[Document segment]:
------------

It was therefore a matter of regret that, when Sir Kit visited Japan last November, he found the reaction of the Japanese private sector uniformly negative. I should make it clear that the Japanese Government, while never formally committed to supporting our approach, were constructive and open throughout. But the message from Japanese companies and foundations could not have been clearer. Sir Kit concluded, and we accepted, that our approach was unlikely to succeed in those circumstances.

Meanwhile, with a new Prime Minister, Mr. Murayama, the Japanese Government had been giving more thought to the general issue of the nation's wartime responsibility. On 31 August last year, Mr. Murayama formally expressed remorse for Japan's wartime actions and announced a peace, friendship and exchange initiative. That will provide £650 million of Japanese Government money over 10 years. It will mainly be devoted to exchange visits and historical research.

The main focus of the programme will be on Japan's Asian neighbours, but the United Kingdom and other allied countries are specifically included, and we expect a substantial proportion of the funds to be spent in this country. The first year of the programme is to be the present financial year.

The programme does not meet the wishes of former British prisoners of war to receive compensation, but I do not believe that we should dismiss it out of hand. It provides evidence that the Japanese Government are sensitive to the need, as Mr. Murayama put it, to face up to the facts of history", and to respond to the concerns felt in this country.

Similar evidence is provided by the recent improvements in the way in which the events of the second world war are described in the textbooks used in Japanese schools. Only if the facts of history are honestly taught to later generations can we hope that lessons will be learned.

I have been privileged to meet many of those who suffered as prisoners of the Japanese. Many of us count former prisoners among our constituents and, indeed, our friends. It is impossible to hear them recount their experiences without being deeply moved. Some, even now, prefer not to speak about what happened to them 50 years ago. Others have said to me that they cannot expect anyone who was not there to understand what it was like and what they feel about it now.

------------

[Supplied information]:
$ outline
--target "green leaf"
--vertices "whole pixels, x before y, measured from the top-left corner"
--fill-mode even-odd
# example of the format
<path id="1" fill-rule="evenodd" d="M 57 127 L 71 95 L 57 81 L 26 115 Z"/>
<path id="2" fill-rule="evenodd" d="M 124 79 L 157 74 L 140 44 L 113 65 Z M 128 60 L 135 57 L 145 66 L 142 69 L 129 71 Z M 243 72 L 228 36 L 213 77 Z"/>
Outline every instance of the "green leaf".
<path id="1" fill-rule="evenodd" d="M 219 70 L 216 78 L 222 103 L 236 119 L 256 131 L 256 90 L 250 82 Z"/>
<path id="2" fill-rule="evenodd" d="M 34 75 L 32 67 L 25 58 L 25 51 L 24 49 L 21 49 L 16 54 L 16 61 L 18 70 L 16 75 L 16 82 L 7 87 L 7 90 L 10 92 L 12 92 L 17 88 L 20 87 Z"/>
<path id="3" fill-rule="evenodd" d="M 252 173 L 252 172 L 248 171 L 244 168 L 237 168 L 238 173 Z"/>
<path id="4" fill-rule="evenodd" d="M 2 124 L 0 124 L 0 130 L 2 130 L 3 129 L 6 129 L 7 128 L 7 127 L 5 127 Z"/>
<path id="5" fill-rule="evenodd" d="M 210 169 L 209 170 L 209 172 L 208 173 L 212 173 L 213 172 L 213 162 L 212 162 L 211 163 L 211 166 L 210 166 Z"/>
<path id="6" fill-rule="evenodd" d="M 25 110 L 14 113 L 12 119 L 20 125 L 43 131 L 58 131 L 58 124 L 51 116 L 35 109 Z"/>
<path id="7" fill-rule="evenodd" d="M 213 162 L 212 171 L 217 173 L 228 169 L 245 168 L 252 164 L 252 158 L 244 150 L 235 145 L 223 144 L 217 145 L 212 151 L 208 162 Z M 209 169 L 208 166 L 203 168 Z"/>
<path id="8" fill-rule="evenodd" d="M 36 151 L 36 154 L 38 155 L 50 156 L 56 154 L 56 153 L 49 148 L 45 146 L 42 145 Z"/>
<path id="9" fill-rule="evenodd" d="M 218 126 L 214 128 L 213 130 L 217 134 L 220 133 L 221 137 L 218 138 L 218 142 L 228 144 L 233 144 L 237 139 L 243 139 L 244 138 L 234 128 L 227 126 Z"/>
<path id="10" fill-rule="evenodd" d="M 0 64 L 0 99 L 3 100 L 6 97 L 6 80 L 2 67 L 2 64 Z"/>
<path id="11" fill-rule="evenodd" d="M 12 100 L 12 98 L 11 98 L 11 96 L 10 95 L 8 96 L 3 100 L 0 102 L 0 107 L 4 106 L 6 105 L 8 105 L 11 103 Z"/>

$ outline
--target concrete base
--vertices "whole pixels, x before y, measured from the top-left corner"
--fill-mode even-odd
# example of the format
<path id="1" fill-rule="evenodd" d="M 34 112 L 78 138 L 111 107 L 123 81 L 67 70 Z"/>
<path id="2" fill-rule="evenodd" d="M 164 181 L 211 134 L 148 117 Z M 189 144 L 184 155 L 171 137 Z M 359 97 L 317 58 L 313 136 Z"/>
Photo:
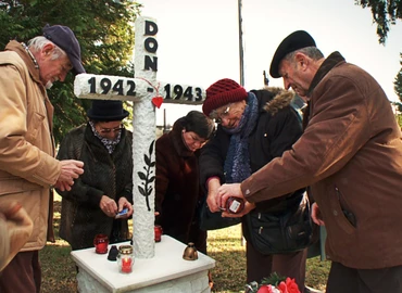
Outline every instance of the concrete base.
<path id="1" fill-rule="evenodd" d="M 128 243 L 120 243 L 124 245 Z M 117 263 L 108 254 L 96 254 L 95 249 L 73 251 L 79 268 L 80 293 L 206 293 L 211 292 L 208 271 L 215 260 L 198 252 L 197 260 L 183 259 L 186 245 L 168 235 L 155 243 L 153 258 L 135 259 L 131 273 L 118 272 Z"/>

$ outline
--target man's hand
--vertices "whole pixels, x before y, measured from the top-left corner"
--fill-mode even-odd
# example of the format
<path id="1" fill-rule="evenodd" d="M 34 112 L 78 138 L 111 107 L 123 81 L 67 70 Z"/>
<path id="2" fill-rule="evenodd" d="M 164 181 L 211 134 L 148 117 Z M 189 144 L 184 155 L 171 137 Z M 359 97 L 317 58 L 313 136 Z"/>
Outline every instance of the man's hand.
<path id="1" fill-rule="evenodd" d="M 109 198 L 108 195 L 102 195 L 101 201 L 99 203 L 100 209 L 108 216 L 108 217 L 115 217 L 117 214 L 117 204 L 116 202 Z M 131 211 L 133 213 L 133 211 Z"/>
<path id="2" fill-rule="evenodd" d="M 317 203 L 313 203 L 313 205 L 311 206 L 311 218 L 312 220 L 318 225 L 318 226 L 325 226 L 325 222 L 323 220 L 323 217 L 321 215 L 321 212 L 319 212 L 319 207 L 317 205 Z"/>
<path id="3" fill-rule="evenodd" d="M 54 187 L 61 191 L 70 191 L 74 184 L 74 179 L 84 174 L 84 163 L 76 160 L 63 160 L 60 163 L 62 168 Z"/>
<path id="4" fill-rule="evenodd" d="M 231 184 L 225 183 L 222 187 L 219 187 L 217 194 L 218 194 L 219 206 L 226 206 L 226 201 L 230 196 L 240 198 L 244 201 L 244 203 L 247 202 L 243 193 L 241 192 L 240 183 L 231 183 Z"/>

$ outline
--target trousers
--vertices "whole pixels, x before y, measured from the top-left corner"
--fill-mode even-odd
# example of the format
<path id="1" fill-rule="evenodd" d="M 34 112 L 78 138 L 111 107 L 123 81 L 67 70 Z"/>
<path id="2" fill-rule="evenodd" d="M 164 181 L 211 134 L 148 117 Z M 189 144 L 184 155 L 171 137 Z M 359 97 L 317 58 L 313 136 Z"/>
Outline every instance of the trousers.
<path id="1" fill-rule="evenodd" d="M 332 262 L 327 293 L 402 293 L 402 266 L 354 269 Z"/>
<path id="2" fill-rule="evenodd" d="M 0 293 L 39 293 L 39 252 L 20 252 L 0 272 Z"/>

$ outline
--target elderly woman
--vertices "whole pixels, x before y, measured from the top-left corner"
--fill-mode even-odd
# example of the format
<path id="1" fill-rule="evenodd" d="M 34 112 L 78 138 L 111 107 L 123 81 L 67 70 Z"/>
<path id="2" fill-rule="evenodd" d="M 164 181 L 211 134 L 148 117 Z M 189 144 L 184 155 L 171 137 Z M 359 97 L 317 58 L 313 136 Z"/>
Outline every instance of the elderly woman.
<path id="1" fill-rule="evenodd" d="M 206 232 L 199 229 L 197 207 L 200 189 L 199 150 L 209 140 L 214 123 L 191 111 L 156 140 L 156 224 L 163 232 L 206 254 Z"/>
<path id="2" fill-rule="evenodd" d="M 241 182 L 273 158 L 280 156 L 302 133 L 300 117 L 290 106 L 293 93 L 276 89 L 247 92 L 231 79 L 221 79 L 206 89 L 202 110 L 218 124 L 216 135 L 202 149 L 201 184 L 208 189 L 211 212 L 219 212 L 217 190 L 223 183 Z M 304 190 L 259 203 L 246 203 L 242 229 L 247 240 L 247 282 L 272 272 L 294 278 L 304 290 L 306 250 L 263 254 L 250 242 L 248 214 L 280 214 L 300 204 Z M 284 247 L 285 249 L 285 247 Z"/>
<path id="3" fill-rule="evenodd" d="M 128 240 L 127 218 L 133 214 L 133 133 L 122 120 L 128 116 L 121 101 L 93 101 L 89 122 L 63 139 L 59 160 L 84 162 L 84 174 L 62 196 L 60 237 L 73 250 L 93 246 L 103 233 L 110 243 Z M 115 218 L 127 208 L 127 214 Z"/>

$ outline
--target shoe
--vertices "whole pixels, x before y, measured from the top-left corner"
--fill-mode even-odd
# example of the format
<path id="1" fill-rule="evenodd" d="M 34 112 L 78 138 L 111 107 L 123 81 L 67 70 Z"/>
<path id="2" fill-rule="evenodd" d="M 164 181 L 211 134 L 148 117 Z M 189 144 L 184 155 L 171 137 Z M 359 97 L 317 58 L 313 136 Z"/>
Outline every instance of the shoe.
<path id="1" fill-rule="evenodd" d="M 211 271 L 208 271 L 208 281 L 210 284 L 210 289 L 212 290 L 214 288 L 214 281 L 212 280 Z"/>

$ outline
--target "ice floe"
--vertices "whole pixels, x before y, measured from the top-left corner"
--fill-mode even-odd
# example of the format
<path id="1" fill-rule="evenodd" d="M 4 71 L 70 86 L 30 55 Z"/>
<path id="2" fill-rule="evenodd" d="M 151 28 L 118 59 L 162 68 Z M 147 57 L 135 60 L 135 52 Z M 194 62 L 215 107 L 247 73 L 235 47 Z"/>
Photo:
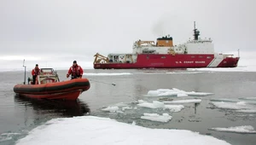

------------

[Tasks]:
1/ Repeat the passage about former prisoners of war held by Japan word for word, between "It was therefore" and "in those circumstances.", inclusive.
2/ Carry on the passage about former prisoners of war held by Japan from its last sentence.

[Per-task outputs]:
1/
It was therefore a matter of regret that, when Sir Kit visited Japan last November, he found the reaction of the Japanese private sector uniformly negative. I should make it clear that the Japanese Government, while never formally committed to supporting our approach, were constructive and open throughout. But the message from Japanese companies and foundations could not have been clearer. Sir Kit concluded, and we accepted, that our approach was unlikely to succeed in those circumstances.

2/
Even if we can never grasp the depth of emotion felt by those men and women, the simple recital of the facts of what they endured and witnessed cannot fail to make the most profound impression on us all. Instinctively, we feel humbled by it. Instinctively, we respect the feelings of those who have experienced such things. Instinctively, we are drawn to help. In that respect, the members of her Majesty's Government feel no differently from any other hon. Members or members of the British nation. That is why the Government have taken the steps I have described to try to find a solution. Those efforts continue.

My right hon. Friend the Prime Minister sent two messages to his Japanese counterpart, Mr. Murayama, last autumn. My right hon. Friend the Foreign Secretary has discussed the matter with the Japanese Foreign Minister, who is also the deputy Prime Minister, both when they met last September in Japan and on 19 April this year when they met in New York. In addition, there has been a series of discussions between senior officials about what might be done to help.

There is no doubt in the mind of the Japanese Government about the seriousness of the issue, or the widespread public sympathy in this country for the former prisoners. Today's debate will have underlined both those points. At the same time, the disappointing reaction to the proposal for a foundation shows the sensitivity and difficulty of trying to identify possible remedies in present circumstances. That is no excuse not to keep on trying. We are continuing our discussions of all those matters with the Japanese Government.

I cannot yet report to the House that we have arrived at an outcome that will satisfy all parties, but I can assure my hon. Friend and the House that we will continue those discussions and explore every possible avenue available to us for identifying further action in the non-governmental sector to enlarge upon the initiatives that have already been announced by the Japanese Government.